Your goal
The data below is to be repeated in full, exactly as shown.

□ □ □ □

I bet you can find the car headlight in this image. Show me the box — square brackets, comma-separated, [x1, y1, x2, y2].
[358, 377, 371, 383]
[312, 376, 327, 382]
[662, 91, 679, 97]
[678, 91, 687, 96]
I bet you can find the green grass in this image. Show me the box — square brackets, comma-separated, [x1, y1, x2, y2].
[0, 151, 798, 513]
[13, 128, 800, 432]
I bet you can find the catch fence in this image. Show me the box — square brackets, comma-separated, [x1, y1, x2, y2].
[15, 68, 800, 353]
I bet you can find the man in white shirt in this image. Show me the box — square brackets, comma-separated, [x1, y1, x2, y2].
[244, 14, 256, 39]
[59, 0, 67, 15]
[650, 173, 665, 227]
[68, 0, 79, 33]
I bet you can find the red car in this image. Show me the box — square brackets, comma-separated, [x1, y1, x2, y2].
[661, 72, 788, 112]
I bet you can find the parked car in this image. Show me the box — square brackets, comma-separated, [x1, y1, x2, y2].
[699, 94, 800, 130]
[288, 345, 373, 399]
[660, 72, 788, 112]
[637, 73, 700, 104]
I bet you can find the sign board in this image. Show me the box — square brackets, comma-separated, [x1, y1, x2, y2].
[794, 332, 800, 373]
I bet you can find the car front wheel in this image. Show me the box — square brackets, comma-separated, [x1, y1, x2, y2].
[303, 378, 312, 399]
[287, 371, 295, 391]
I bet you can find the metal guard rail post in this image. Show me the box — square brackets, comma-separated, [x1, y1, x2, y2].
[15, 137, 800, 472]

□ □ □ □

Task output
I bet you can find the car headlight in this image. Show me the box — square brackets, comma-separated, [x1, y1, x2, y2].
[358, 377, 371, 383]
[312, 376, 327, 382]
[662, 91, 679, 97]
[678, 91, 687, 96]
I bet you can find the green grass in this image. Show me the box — square brackets, comma-separated, [x1, y1, x2, y2].
[0, 151, 798, 513]
[13, 128, 800, 432]
I bet you can find the catch fence in this image. Show me the box — square brackets, comma-separated, [x1, y1, x2, y2].
[15, 68, 800, 353]
I bet you can find the man in white shirt in this image. Show me the box — square brackets, comma-separated, [x1, y1, x2, y2].
[244, 14, 256, 39]
[59, 0, 67, 15]
[650, 173, 665, 227]
[68, 0, 79, 33]
I bet you can find the red car in this image. Show me the box — square brackets, comma-separated, [x1, y1, x2, y2].
[661, 72, 788, 112]
I bet you can find the parked car in this image. Show me the box — square brackets, comma-separated, [x1, y1, x2, y2].
[699, 94, 800, 130]
[288, 345, 373, 399]
[660, 72, 788, 112]
[637, 73, 700, 104]
I bet you can find the sign board in this image. Show me the box — square brackets, comma-separated, [x1, y1, x2, y2].
[794, 332, 800, 373]
I bet you can find the car front wheel in this image. Show me the box — square brackets, comma-separated, [x1, y1, x2, y2].
[303, 378, 312, 399]
[287, 371, 295, 391]
I bet you can find the metal guard rail post in this image. Show me the box — square brackets, comma-separated, [x1, y1, x2, y2].
[15, 137, 800, 472]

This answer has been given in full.